(Entries taken from a collection)
--

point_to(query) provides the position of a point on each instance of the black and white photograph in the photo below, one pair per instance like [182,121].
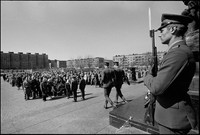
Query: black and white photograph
[99,67]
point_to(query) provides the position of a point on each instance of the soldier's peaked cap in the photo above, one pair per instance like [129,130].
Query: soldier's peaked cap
[106,63]
[116,63]
[167,19]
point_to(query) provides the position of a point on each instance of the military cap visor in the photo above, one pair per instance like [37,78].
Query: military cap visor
[168,19]
[116,63]
[106,64]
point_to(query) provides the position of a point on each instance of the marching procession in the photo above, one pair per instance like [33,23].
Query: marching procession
[52,83]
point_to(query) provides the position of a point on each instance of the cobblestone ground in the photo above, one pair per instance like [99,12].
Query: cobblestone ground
[60,115]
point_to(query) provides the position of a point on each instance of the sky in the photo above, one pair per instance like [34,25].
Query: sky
[67,30]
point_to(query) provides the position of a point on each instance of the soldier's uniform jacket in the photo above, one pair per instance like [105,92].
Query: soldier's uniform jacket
[120,77]
[43,87]
[108,77]
[170,86]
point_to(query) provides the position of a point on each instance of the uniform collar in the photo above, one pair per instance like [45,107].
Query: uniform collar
[175,44]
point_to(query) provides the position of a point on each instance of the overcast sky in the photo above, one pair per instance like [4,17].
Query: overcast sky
[77,29]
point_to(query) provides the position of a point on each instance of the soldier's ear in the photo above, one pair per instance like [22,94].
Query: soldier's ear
[173,29]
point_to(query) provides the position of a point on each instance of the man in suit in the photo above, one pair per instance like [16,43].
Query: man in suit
[120,78]
[174,112]
[82,85]
[44,89]
[108,77]
[74,87]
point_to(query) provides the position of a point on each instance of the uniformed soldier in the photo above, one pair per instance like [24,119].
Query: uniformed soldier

--

Your objective:
For each line above that contains "uniformed", make a copy.

Written answer:
point_to(query) provides the position of a point on each instance of the uniformed soldier in the photo above, one pair per instance like [24,119].
Query: uniformed soldier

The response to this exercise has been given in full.